DIRECTIONS: Please filter the data below down to the lines holding the string "field".

STUDY MATERIAL:
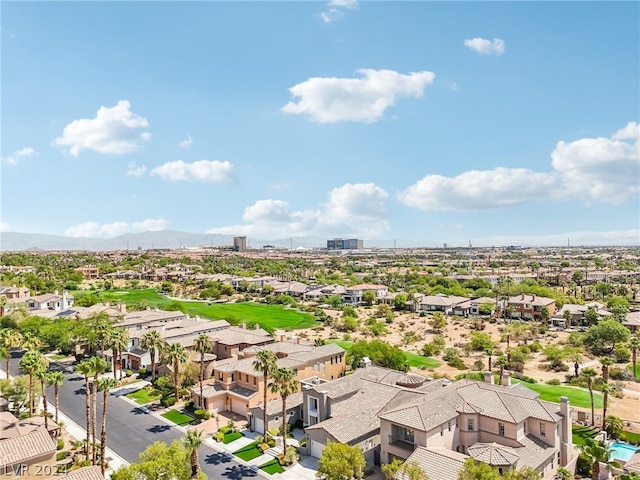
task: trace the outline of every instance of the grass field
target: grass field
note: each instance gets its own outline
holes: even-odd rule
[[[80,295],[82,293],[79,293]],[[257,323],[265,330],[301,329],[316,326],[318,321],[310,313],[301,312],[281,305],[267,305],[262,303],[211,303],[193,300],[173,300],[160,295],[156,290],[108,290],[102,292],[104,300],[110,302],[122,301],[127,306],[135,306],[144,300],[150,307],[167,308],[178,303],[184,307],[189,315],[200,315],[202,318],[225,319],[233,325],[241,322]]]
[[[231,443],[234,440],[237,440],[242,437],[243,435],[240,432],[228,432],[224,434],[224,437],[222,438],[222,443],[224,444]]]
[[[525,383],[516,379],[513,381],[538,392],[540,400],[560,403],[560,397],[567,397],[574,407],[591,408],[588,390],[563,385],[547,385],[546,383]],[[593,403],[596,408],[602,408],[602,395],[599,392],[593,392]]]
[[[162,393],[153,388],[141,388],[140,390],[131,392],[125,396],[140,405],[146,405],[147,403],[160,400]]]
[[[630,363],[627,370],[629,370],[631,375],[633,375],[633,364]],[[636,378],[640,378],[640,362],[636,364]]]
[[[589,427],[581,425],[571,425],[573,443],[580,446],[584,445],[585,438],[593,438],[598,432],[591,430]]]
[[[260,469],[264,470],[269,475],[284,472],[284,468],[282,468],[282,465],[280,465],[280,462],[278,462],[278,460],[275,458],[273,460],[268,461],[265,464],[260,465]]]
[[[241,449],[236,450],[235,452],[233,452],[233,454],[236,457],[241,458],[245,462],[248,462],[249,460],[253,460],[254,458],[258,458],[260,455],[262,455],[262,452],[258,450],[258,443],[259,442],[257,441],[250,443],[249,445],[246,445]]]
[[[166,413],[163,413],[162,416],[167,420],[181,426],[188,425],[189,423],[193,422],[193,417],[179,412],[175,408],[173,410],[169,410]]]
[[[353,346],[353,342],[349,340],[327,340],[330,343],[335,343],[336,345],[344,348],[347,352],[351,350]],[[404,352],[404,358],[407,360],[407,363],[415,368],[437,368],[442,362],[440,360],[436,360],[432,357],[423,357],[422,355],[418,355],[417,353],[412,352]]]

SOLUTION BELOW:
task: trace the outline of every instance of the grass field
target: grass field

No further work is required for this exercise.